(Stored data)
[Start of Attachment]
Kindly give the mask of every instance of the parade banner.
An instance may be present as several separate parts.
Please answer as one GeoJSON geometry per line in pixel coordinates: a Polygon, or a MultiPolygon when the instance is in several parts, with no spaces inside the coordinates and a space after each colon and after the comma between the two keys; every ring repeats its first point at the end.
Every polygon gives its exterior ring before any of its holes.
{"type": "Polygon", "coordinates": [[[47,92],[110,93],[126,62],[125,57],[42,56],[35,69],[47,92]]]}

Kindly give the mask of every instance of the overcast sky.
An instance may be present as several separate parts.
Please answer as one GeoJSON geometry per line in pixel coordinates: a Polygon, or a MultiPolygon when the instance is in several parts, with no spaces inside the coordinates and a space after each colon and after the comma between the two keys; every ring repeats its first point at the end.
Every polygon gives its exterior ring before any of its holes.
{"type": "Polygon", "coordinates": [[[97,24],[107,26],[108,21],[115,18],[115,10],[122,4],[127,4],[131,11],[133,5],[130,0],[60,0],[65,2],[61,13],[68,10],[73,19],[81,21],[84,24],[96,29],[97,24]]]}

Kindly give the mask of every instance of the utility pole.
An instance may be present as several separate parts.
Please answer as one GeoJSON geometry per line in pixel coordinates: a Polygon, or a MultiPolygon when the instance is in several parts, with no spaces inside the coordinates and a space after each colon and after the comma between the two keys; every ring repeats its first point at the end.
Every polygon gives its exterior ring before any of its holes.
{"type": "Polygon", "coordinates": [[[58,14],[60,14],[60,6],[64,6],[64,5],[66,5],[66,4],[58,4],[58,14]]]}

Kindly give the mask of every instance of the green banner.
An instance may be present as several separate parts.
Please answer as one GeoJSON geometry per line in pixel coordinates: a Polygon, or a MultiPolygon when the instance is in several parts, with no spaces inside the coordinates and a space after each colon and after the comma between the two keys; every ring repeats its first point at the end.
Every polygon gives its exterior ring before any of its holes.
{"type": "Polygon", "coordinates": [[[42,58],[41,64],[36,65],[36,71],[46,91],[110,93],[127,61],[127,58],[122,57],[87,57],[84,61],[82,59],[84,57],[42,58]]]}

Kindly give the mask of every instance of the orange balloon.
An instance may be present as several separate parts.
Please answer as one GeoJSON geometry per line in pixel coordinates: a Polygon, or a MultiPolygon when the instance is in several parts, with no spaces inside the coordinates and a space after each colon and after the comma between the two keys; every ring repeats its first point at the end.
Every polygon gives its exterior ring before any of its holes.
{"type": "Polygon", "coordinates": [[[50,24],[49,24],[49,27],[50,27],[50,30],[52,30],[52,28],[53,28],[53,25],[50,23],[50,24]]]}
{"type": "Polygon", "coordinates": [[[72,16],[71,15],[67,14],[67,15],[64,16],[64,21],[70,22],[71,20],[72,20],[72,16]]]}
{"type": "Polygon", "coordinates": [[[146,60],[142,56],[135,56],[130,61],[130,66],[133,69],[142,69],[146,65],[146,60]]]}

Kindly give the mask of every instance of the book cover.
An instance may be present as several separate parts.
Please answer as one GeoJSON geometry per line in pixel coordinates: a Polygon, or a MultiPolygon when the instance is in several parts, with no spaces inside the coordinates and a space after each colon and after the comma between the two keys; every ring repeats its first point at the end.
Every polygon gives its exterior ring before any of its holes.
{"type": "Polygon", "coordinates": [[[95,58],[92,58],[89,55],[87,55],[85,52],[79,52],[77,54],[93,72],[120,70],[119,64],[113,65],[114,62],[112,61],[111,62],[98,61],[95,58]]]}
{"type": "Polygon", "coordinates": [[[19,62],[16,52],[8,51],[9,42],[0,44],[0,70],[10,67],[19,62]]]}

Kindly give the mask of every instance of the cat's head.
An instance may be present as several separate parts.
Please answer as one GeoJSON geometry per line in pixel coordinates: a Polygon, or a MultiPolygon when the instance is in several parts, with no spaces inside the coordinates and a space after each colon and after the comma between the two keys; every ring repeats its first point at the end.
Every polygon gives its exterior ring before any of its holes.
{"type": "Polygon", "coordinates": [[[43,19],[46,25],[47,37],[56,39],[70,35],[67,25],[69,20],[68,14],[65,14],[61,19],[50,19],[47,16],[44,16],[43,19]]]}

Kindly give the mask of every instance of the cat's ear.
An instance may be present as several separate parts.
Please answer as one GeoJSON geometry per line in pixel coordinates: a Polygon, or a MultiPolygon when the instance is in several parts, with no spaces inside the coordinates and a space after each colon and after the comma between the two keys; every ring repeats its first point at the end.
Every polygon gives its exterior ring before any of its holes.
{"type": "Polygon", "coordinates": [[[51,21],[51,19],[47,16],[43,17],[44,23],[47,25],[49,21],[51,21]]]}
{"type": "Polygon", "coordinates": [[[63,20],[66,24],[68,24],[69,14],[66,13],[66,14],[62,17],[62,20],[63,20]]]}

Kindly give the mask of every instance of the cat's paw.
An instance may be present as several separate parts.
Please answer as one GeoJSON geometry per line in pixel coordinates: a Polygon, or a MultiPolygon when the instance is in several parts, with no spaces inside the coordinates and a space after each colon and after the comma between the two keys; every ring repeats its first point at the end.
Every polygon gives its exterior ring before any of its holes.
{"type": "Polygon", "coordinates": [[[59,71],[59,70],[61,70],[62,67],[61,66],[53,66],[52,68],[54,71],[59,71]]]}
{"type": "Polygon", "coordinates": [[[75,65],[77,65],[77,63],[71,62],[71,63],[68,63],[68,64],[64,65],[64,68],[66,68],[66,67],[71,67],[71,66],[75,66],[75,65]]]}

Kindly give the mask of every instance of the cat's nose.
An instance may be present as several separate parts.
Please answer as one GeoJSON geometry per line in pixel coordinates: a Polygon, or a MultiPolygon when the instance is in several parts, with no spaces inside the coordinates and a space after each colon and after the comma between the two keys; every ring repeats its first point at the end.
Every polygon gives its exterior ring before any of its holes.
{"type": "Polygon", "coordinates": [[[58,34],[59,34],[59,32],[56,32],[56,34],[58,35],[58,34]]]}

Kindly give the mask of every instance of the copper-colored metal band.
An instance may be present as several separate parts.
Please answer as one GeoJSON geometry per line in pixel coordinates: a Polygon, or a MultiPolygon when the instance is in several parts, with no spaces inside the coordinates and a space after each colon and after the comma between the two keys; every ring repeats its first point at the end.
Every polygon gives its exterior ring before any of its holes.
[End of Attachment]
● Work to complete:
Output only the number of lines above holding "mask".

● Written answer:
11